▶ Work to complete
Print every item below word for word, leaving out the pictures.

▶ Supplied information
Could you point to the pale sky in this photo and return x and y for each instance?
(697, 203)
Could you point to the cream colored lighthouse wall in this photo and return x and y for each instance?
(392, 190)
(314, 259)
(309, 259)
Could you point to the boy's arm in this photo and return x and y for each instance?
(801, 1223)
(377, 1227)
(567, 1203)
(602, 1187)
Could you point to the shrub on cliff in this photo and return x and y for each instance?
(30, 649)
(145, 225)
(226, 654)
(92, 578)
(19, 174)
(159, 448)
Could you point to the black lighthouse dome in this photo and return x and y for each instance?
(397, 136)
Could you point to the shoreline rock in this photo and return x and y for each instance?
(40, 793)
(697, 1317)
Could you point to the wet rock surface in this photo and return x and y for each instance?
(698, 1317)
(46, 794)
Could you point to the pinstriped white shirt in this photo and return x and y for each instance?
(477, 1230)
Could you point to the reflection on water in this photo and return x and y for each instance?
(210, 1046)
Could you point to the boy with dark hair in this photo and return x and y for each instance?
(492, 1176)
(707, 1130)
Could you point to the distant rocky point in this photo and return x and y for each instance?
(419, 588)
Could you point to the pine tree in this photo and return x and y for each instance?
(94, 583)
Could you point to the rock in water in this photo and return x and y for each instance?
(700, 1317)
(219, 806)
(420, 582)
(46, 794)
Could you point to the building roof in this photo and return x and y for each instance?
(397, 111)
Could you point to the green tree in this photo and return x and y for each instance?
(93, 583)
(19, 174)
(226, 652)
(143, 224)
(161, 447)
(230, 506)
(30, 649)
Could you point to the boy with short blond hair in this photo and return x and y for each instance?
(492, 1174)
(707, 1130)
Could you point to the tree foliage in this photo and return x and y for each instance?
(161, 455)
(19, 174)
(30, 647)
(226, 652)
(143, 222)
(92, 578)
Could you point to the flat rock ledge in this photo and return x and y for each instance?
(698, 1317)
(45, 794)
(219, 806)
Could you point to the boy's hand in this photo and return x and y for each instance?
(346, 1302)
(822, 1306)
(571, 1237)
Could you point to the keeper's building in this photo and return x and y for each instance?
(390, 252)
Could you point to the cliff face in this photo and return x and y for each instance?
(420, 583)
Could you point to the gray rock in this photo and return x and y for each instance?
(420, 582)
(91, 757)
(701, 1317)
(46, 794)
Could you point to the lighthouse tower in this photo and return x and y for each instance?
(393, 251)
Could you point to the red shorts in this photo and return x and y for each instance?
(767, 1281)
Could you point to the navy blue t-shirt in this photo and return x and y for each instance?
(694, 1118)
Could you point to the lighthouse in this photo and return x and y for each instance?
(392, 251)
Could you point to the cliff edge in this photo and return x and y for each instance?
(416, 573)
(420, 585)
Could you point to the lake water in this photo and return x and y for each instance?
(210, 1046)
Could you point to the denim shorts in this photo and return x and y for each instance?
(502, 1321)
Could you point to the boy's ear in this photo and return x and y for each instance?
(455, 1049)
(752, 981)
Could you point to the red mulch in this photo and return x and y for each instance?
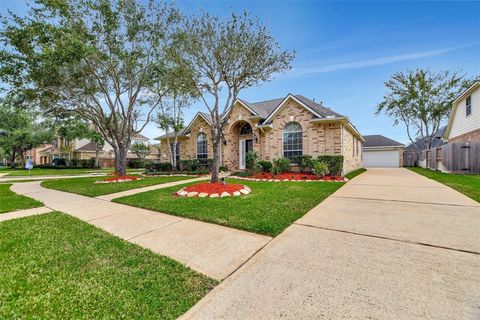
(116, 178)
(294, 176)
(212, 188)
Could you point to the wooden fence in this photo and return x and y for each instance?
(452, 157)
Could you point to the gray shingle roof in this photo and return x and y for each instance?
(377, 140)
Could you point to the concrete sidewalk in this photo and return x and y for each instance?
(111, 196)
(23, 213)
(390, 244)
(208, 248)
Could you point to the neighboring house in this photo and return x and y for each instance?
(285, 127)
(464, 122)
(380, 151)
(84, 149)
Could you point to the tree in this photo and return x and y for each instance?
(97, 59)
(21, 128)
(76, 128)
(421, 100)
(232, 55)
(140, 150)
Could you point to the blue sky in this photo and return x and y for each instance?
(346, 50)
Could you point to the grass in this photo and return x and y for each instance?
(355, 173)
(54, 266)
(50, 172)
(269, 209)
(469, 185)
(88, 187)
(10, 201)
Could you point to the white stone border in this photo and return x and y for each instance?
(182, 193)
(282, 180)
(117, 181)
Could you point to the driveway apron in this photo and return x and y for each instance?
(390, 244)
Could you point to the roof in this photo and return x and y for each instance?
(139, 136)
(436, 142)
(377, 140)
(472, 88)
(265, 108)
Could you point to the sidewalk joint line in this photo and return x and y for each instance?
(407, 201)
(391, 239)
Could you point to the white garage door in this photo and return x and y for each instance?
(381, 158)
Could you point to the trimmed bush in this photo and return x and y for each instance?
(320, 168)
(303, 162)
(280, 165)
(335, 164)
(265, 166)
(196, 164)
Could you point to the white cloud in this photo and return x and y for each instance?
(375, 62)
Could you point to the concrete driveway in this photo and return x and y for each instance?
(391, 244)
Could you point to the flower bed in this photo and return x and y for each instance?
(116, 179)
(292, 176)
(214, 190)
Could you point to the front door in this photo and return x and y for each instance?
(246, 146)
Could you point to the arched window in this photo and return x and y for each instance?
(292, 140)
(202, 146)
(246, 129)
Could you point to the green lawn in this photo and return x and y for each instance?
(269, 209)
(49, 172)
(88, 187)
(355, 173)
(469, 185)
(10, 201)
(54, 266)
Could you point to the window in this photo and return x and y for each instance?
(468, 108)
(292, 140)
(202, 146)
(246, 129)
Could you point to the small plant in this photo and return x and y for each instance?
(280, 165)
(320, 169)
(251, 162)
(266, 166)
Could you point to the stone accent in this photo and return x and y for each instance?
(472, 136)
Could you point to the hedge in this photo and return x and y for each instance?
(335, 164)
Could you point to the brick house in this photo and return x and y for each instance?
(464, 121)
(285, 127)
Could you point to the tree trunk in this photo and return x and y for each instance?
(216, 159)
(97, 153)
(121, 160)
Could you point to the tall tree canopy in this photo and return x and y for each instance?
(223, 57)
(98, 59)
(22, 128)
(421, 100)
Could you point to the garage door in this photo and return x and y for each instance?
(387, 158)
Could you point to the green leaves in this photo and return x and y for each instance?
(421, 100)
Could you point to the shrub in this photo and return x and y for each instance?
(280, 165)
(335, 164)
(196, 164)
(320, 168)
(251, 162)
(303, 162)
(265, 166)
(152, 168)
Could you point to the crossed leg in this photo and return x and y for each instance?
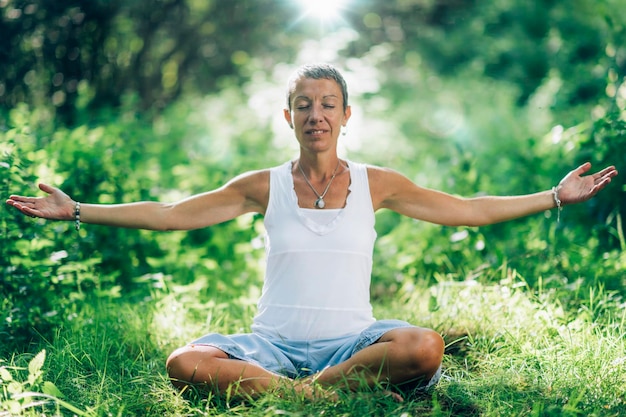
(400, 356)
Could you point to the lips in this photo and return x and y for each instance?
(315, 132)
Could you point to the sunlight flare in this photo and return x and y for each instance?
(325, 11)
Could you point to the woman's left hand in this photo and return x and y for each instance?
(576, 187)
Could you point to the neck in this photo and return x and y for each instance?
(319, 168)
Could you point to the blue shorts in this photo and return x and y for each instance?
(296, 359)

▶ The result
Could you point to the pale sky in this photo and return x and y for each instance?
(697, 203)
Could you point to the cream colored lighthouse wall in this photo and return x and y for each instance?
(392, 190)
(314, 259)
(309, 259)
Could you point to the boy's arm in this photo and return x and y for each instance?
(801, 1223)
(377, 1227)
(567, 1203)
(602, 1187)
Could you point to the shrub on cliff in this photo and return x and y for each instance?
(30, 649)
(145, 225)
(226, 654)
(92, 578)
(19, 174)
(159, 448)
Could you point to the black lighthouse dome in this photo and return x and y for each instance?
(397, 136)
Could you point to the shoreline rock in this photo and return x and y for each instance?
(40, 793)
(697, 1317)
Could you point to the wet rock surface in this photo and return x and y for each instance?
(698, 1317)
(46, 794)
Could you point to the pinstriped white shirt in this photo and return x and y for each instance?
(477, 1230)
Could you point to the reflection on water in this photo and return x and y for each instance?
(210, 1046)
Could you point to the boy with dark hair in this photo and return x and y for each instance?
(492, 1176)
(707, 1130)
Could you point to the distant rocky point in this photo and return x and y for each instance?
(419, 588)
Could you point to the pine tree in this photo and return x and y for each instance?
(94, 583)
Could you point to the rock in water in this photo and return x and y for each instance?
(700, 1317)
(219, 806)
(420, 582)
(46, 794)
Could you point to the building roof in this photo and return x and y for each instance?
(397, 111)
Could you point to the green tree in this photo and return x and y for each instance?
(93, 583)
(19, 174)
(226, 652)
(143, 224)
(161, 447)
(230, 506)
(30, 649)
Could you point to the boy with short blond hair in this photo and return x and y for each instance?
(492, 1174)
(707, 1130)
Could you point to the tree foliage in this photo and return x and y for each instance?
(161, 455)
(19, 174)
(30, 647)
(226, 652)
(143, 222)
(92, 578)
Could you point to the flat rock ledge in this photo and return x and y for each instance?
(698, 1317)
(45, 794)
(219, 806)
Could you point to the boy's hand in this photo and return x and y for each instance?
(346, 1302)
(822, 1306)
(571, 1237)
Could you point to the keeper's building in this photo and return x and y for each instance?
(390, 252)
Could you point to the cliff face in this photo and return x and y for each instance?
(420, 583)
Could you point to the gray rock in this photo and return x and y for each instance?
(420, 582)
(91, 757)
(701, 1317)
(46, 794)
Could you point to the lighthouse tower in this photo and return x and y for each instance?
(393, 251)
Could you point to the red shorts in this photo and return x and y for each instance?
(767, 1281)
Could you point to the navy blue t-shirt in this photo and return x and y for each instance?
(694, 1118)
Could you point to the lighthouse in this photo and return x and y for each instance?
(392, 251)
Could you point to the cliff edge in this photo and return x and y for each instance?
(416, 573)
(420, 585)
Could you point to the lake water in this photo and return x and y for each instance?
(210, 1046)
Could you point to the denim shorts in this photo and return x and y for each instance?
(502, 1321)
Could you point to the boy's ear in this photo and return x and y for each instance?
(455, 1049)
(752, 981)
Could you point to the red mulch in this photo and return x and y for each instance?
(116, 178)
(294, 176)
(212, 188)
Could you point to the wooden fence in this photo and return x and y for each instance?
(452, 157)
Could you point to the gray shingle roof in this photo and return x and y for each instance?
(377, 140)
Could you point to the concrete sidewalk in this photo and return x and y for each instance?
(111, 196)
(23, 213)
(390, 244)
(208, 248)
Could you point to the neighboring house in this photo and return x and y for each instance?
(285, 127)
(464, 122)
(380, 151)
(84, 149)
Could you point to the tree in this photo and return x and y for each instance?
(97, 59)
(21, 128)
(76, 128)
(421, 100)
(232, 55)
(140, 150)
Could you point to the blue sky in this photo and return x and y for each instance?
(346, 50)
Could you point to the grass in this photo and return x and y for each instance?
(355, 173)
(54, 266)
(50, 172)
(269, 209)
(469, 185)
(88, 187)
(10, 201)
Could you point to the white stone border in this photo and return x and y for each instance?
(182, 193)
(282, 180)
(117, 181)
Could you point to the driveway apron in this photo and return x and y for each instance?
(390, 244)
Could you point to the roof in this photo and return x and y for each instance?
(139, 136)
(436, 142)
(377, 140)
(472, 88)
(265, 108)
Could you point to the sidewalk joint line in this photo and return x and y for each instance?
(407, 201)
(391, 239)
Could you point to the white garage door in this photo and return x and y for each instance?
(381, 158)
Could you point to the trimmed bush in this photo and return x and y for each instance?
(320, 168)
(303, 162)
(280, 165)
(335, 164)
(265, 166)
(196, 164)
Could you point to the white cloud in this photo and return x and y for each instance?
(375, 62)
Could you point to the concrete driveway in this photo and return x and y for each instance?
(391, 244)
Could you point to the flower bed in this photo and return x and y for each instance?
(116, 179)
(292, 176)
(214, 190)
Could you point to the front door in this photo and return x and y for each instance?
(246, 146)
Could you point to the arched window in this photo and return x and y for each instance?
(292, 140)
(202, 146)
(246, 129)
Could you point to the green lawn in this photo and return x and y for each instance?
(269, 209)
(49, 172)
(88, 187)
(355, 173)
(469, 185)
(10, 201)
(54, 266)
Could you point to the window in this photo and return x and y for each instance?
(468, 108)
(292, 140)
(202, 146)
(246, 129)
Could you point to the small plant in this photo and return x and y for each instance?
(280, 165)
(320, 169)
(251, 162)
(266, 166)
Could you point to the stone accent in this photo and return x and y for each instance?
(472, 136)
Could you point to the hedge in this photo and return x and y for each instance?
(335, 164)
Could you point to the brick house in this photo and return x and y for each instance?
(464, 121)
(285, 127)
Could you point to the tree trunk in this photo and return x and y for each instance?
(216, 159)
(97, 153)
(121, 160)
Could you point to the tall tree canopy in this photo and return x and y for each instance?
(223, 57)
(98, 59)
(22, 128)
(421, 100)
Could you point to the garage door in this photo and return x and y for each instance?
(387, 158)
Could you point to the green leaves in this photo and return x and y for each instance?
(421, 100)
Could you point to the shrub in this photo and return x and y for each instance?
(280, 165)
(335, 164)
(196, 164)
(320, 168)
(251, 162)
(303, 162)
(265, 166)
(152, 168)
Could you point to the crossed leg in this photo and return x and y for each instance?
(400, 356)
Could you point to the lips in this photo and return x and y for each instance?
(315, 132)
Could you point to the sunlight flare in this photo and return x and y for each instance?
(325, 11)
Could you point to the woman's left hand in this photo and return x and y for each instance?
(576, 187)
Could you point to the neck in this photo and return x and y for each instance?
(319, 168)
Could you point to the blue shorts in this photo and return x and y for each instance?
(296, 359)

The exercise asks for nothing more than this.